▶ **What the task requires**
Copy the records below, replacing "potted plant" with "houseplant" wherever it appears and leaving everything else unchanged.

▶ **Stored data**

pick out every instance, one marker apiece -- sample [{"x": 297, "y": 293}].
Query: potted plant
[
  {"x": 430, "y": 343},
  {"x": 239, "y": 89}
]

▶ **Solved problem**
pick out every instance, one marker apiece -- sample [{"x": 297, "y": 293}].
Query: houseplant
[
  {"x": 430, "y": 343},
  {"x": 239, "y": 89}
]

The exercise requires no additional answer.